Check every line of the material below for the string "green", and return the ones that have it.

INFORMATION SUPPLIED:
%%
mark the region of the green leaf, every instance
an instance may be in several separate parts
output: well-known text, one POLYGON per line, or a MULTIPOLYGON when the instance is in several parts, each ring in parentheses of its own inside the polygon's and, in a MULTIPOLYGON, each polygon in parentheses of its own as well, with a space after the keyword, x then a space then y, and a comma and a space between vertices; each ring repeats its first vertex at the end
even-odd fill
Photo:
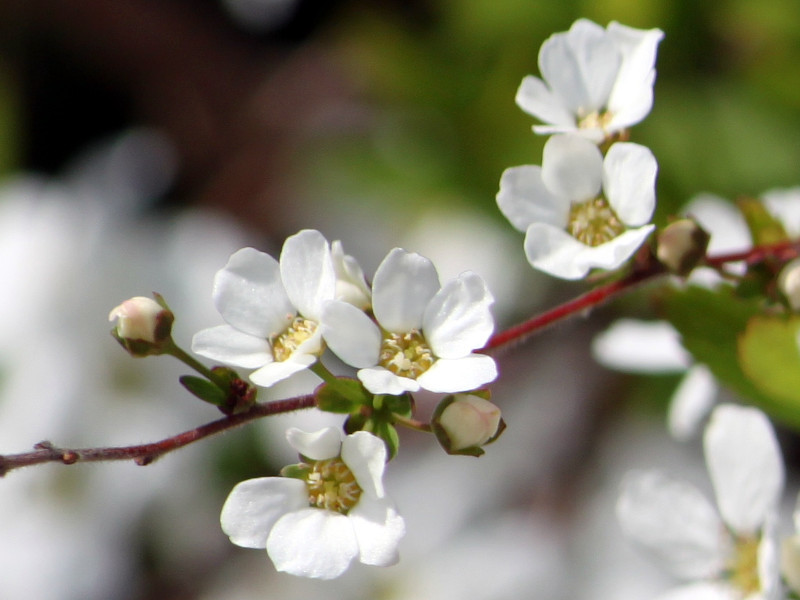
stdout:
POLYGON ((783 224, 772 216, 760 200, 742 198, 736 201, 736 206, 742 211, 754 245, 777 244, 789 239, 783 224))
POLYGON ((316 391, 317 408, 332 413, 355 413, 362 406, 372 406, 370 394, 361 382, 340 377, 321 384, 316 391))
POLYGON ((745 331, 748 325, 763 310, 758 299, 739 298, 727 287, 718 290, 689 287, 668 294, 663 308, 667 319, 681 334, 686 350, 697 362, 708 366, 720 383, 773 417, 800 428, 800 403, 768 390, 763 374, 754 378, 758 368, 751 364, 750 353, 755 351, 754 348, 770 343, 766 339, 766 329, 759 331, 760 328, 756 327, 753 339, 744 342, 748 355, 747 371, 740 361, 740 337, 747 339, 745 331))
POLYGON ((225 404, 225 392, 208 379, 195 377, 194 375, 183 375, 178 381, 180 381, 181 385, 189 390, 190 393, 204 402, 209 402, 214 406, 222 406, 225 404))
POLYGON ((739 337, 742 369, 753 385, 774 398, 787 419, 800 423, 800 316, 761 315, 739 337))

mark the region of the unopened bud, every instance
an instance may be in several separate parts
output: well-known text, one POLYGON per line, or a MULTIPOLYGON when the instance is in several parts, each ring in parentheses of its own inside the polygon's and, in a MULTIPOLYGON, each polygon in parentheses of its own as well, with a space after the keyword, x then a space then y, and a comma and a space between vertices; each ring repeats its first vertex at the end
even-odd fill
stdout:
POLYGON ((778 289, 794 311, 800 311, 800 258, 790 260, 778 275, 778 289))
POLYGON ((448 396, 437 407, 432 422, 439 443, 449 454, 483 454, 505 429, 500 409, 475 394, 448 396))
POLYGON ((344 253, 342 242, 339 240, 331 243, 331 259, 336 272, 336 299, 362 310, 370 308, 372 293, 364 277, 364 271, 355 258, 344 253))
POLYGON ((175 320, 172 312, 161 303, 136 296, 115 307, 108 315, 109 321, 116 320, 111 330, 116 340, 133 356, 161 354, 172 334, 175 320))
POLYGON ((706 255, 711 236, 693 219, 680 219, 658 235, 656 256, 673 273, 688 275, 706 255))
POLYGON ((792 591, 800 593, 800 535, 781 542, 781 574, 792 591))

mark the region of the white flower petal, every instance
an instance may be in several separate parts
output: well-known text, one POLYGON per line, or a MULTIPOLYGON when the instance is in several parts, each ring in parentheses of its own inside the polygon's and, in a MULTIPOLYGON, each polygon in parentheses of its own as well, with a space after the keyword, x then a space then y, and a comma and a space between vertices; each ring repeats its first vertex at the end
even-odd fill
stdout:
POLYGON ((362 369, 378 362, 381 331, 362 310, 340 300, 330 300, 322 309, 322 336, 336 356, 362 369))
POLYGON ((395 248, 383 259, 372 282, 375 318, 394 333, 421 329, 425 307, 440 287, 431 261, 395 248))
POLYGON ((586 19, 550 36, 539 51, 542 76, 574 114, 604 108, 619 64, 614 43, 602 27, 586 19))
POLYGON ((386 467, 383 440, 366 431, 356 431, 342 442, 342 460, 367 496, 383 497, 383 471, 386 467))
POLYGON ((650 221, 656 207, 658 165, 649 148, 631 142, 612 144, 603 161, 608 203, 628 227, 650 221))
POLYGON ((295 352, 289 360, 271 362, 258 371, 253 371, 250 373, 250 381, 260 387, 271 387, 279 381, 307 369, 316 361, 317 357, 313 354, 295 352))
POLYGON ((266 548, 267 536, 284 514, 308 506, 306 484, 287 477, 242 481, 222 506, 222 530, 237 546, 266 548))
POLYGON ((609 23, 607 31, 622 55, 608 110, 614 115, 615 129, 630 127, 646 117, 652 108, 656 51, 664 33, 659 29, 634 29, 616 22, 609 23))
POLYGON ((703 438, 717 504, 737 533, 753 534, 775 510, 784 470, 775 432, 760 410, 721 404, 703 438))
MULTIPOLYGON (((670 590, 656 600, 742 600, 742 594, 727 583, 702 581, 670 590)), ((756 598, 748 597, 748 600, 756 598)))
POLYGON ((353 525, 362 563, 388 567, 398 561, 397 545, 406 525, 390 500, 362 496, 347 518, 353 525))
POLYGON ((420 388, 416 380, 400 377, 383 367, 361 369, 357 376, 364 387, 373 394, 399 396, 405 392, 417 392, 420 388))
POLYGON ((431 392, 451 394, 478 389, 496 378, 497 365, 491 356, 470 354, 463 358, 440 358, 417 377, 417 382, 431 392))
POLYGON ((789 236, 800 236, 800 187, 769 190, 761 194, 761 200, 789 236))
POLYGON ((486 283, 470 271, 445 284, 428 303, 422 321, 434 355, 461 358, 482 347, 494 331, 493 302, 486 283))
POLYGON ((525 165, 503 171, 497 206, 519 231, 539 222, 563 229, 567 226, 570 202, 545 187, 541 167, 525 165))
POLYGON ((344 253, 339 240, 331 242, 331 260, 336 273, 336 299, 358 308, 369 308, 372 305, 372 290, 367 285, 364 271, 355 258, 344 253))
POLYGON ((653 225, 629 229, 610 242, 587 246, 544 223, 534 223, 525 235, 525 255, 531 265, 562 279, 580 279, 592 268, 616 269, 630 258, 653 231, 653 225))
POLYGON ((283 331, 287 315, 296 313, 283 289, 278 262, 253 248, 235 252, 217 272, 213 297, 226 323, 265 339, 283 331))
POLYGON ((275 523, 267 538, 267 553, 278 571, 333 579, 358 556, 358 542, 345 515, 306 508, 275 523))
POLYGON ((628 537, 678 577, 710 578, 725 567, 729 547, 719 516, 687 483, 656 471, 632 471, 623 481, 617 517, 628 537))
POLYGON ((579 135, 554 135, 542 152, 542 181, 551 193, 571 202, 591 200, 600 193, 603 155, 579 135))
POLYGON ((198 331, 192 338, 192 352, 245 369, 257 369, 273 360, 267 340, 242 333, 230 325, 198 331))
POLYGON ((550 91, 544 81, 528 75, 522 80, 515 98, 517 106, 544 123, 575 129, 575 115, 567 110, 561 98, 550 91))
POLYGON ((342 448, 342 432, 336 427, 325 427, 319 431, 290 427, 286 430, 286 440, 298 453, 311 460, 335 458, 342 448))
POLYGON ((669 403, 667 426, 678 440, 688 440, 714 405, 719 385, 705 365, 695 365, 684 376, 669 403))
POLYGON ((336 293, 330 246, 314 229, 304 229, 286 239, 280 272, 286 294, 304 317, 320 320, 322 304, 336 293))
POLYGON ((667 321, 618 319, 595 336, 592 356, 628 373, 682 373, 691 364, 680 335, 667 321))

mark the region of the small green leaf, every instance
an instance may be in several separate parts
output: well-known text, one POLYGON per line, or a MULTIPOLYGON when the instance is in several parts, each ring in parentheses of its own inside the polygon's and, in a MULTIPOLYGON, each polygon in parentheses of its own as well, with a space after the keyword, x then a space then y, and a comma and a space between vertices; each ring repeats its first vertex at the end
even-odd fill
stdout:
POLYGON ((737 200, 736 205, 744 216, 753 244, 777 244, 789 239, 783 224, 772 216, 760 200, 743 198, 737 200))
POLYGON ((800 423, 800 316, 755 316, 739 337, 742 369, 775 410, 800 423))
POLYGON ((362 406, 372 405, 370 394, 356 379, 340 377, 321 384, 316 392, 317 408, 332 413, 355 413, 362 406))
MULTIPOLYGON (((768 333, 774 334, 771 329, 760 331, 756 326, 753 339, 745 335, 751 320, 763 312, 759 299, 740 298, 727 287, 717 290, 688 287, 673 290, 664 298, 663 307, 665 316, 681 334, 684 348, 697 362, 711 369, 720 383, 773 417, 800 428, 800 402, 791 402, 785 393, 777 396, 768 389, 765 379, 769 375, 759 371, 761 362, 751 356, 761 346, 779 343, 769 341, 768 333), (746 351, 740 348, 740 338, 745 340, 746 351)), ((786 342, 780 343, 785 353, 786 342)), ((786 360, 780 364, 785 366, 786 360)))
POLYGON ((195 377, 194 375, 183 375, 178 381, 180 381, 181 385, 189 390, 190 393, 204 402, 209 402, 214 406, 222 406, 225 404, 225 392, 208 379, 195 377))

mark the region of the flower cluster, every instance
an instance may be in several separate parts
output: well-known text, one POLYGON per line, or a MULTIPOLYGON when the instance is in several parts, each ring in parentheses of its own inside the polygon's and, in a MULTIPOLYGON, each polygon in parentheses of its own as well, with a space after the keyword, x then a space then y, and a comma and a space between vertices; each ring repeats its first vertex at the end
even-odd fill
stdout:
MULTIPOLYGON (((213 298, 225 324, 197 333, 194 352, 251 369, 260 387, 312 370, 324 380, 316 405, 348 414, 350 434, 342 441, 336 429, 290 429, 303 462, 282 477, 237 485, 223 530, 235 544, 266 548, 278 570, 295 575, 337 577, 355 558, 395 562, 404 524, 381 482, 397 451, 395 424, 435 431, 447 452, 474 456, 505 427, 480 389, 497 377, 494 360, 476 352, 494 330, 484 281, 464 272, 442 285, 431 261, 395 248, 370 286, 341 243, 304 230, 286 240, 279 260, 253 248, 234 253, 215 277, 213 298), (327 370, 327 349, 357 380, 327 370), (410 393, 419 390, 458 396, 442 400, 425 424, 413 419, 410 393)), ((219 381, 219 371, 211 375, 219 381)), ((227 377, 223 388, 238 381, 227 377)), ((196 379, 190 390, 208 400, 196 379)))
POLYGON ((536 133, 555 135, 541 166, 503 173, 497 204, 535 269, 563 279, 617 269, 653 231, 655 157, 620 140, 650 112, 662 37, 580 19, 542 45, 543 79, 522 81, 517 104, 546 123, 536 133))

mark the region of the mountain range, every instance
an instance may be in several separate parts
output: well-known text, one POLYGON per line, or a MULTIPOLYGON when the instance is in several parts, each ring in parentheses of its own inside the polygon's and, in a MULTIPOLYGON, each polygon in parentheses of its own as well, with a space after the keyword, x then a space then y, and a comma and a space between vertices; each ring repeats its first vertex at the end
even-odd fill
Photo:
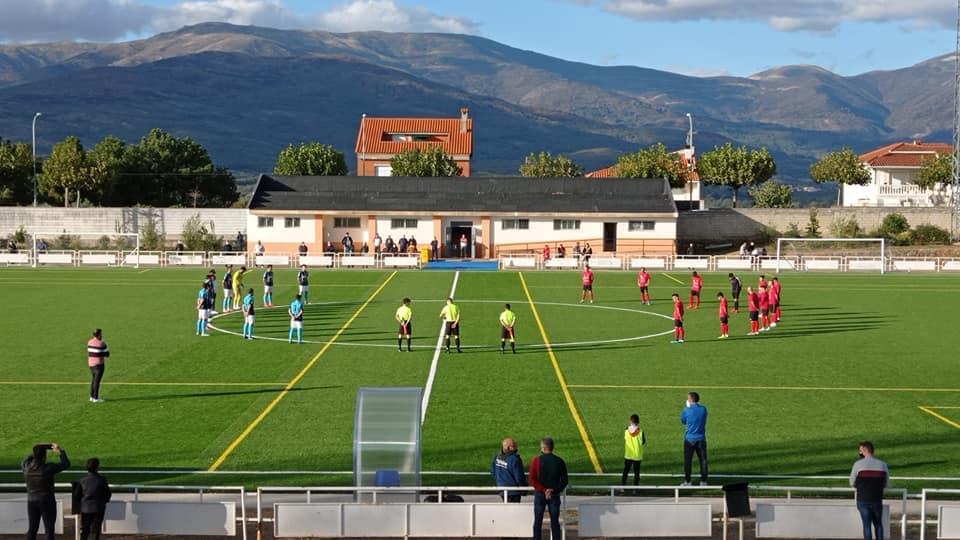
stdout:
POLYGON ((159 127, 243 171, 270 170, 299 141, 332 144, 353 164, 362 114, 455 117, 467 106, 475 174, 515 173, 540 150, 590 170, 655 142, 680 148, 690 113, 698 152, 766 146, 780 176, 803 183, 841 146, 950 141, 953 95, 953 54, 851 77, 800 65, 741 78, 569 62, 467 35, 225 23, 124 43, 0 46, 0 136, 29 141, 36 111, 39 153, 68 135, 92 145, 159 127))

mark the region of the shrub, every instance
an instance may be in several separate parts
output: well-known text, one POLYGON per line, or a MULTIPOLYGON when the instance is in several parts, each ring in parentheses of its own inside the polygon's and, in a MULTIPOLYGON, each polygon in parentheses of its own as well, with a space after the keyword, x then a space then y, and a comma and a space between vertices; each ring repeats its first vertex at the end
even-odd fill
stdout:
%%
SOLVED EXERCISE:
mark the region of the green leaf, every instance
mark the region of the small green leaf, every instance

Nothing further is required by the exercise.